> **Textauszug**:
········
Was war dein bisher größter Erfolg?

Im Kartsport war mein größter Erfolg der Sieg des ADAC Kart Masters 2012, das ist Deutschlands größte Kartserie. Ich glaube, ich bin bis heute immer noch die einzige Frau, die diese Serie gewonnen hat. Mein bisher erfolgreichstes Autojahr war 2018. Mit meinen Kollegen in der Lamborghini Super Trofeo Middle East konnte ich in der Pro-Am Klasse gewinnen. Auch bei einem Porsche Super Sports Cup Rennen am Red Bull Ring habe ich gewonnen. Das war ein Gaststart, das Starterfeld sehr groß, und ich bin gleich beim ersten Mal auf das höchste Treppchen auf dem Podium gefahren! Auch bei der GTC, einer deutschen GT3-Serie mit einem Pro-Am Feld, habe ich schon gewonnen. Aber mein bisher größter Erfolg in der GT war mein Podium bei den ADAC GT Masters letztes Jahr am Hockenheimring, zusammen mit Dennis Marschall.
········
> **Aufgaben**:
**a.** Schreib aus dem Textauszug die Passage von „Was war dein“ bis „mit Dennis Marschall.“ wortgetreu ab.
**b.** Welche Serie wird im Textauszug als Deutschlands größte Kartserie bezeichnet?

> **Datensätze**:
········
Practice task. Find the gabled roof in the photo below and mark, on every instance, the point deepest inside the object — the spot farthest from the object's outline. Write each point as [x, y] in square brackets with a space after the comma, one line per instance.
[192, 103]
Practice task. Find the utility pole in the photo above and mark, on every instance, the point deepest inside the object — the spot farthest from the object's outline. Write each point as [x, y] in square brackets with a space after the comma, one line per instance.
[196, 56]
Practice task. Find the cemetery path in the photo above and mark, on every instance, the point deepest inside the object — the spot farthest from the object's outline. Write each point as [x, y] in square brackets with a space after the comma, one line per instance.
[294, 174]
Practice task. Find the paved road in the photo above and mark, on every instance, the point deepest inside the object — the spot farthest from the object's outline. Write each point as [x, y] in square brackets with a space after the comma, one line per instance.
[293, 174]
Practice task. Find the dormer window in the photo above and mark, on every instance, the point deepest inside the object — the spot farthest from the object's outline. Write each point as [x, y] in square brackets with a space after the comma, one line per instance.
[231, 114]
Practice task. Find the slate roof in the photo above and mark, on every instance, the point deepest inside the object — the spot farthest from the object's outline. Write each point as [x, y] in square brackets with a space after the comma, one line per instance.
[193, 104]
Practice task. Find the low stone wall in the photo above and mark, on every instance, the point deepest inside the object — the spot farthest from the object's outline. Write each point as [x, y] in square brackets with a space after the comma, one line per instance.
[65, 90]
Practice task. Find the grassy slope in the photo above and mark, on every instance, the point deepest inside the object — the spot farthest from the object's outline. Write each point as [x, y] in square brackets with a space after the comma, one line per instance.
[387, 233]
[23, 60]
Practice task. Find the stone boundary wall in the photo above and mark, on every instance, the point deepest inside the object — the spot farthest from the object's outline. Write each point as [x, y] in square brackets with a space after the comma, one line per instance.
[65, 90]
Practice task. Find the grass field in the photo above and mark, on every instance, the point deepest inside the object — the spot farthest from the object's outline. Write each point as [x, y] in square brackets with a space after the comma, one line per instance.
········
> **Lösungen**:
**a.**
Was war dein bisher größter Erfolg?

Im Kartsport war mein größter Erfolg der Sieg des ADAC Kart Masters 2012, das ist Deutschlands größte Kartserie. Ich glaube, ich bin bis heute immer noch die einzige Frau, die diese Serie gewonnen hat. Mein bisher erfolgreichstes Autojahr war 2018. Mit meinen Kollegen in der Lamborghini Super Trofeo Middle East konnte ich in der Pro-Am Klasse gewinnen. Auch bei einem Porsche Super Sports Cup Rennen am Red Bull Ring habe ich gewonnen. Das war ein Gaststart, das Starterfeld sehr groß, und ich bin gleich beim ersten Mal auf das höchste Treppchen auf dem Podium gefahren! Auch bei der GTC, einer deutschen GT3-Serie mit einem Pro-Am Feld, habe ich schon gewonnen. Aber mein bisher größter Erfolg in der GT war mein Podium bei den ADAC GT Masters letztes Jahr am Hockenheimring, zusammen mit Dennis Marschall.

**b.** Das ADAC Kart Masters.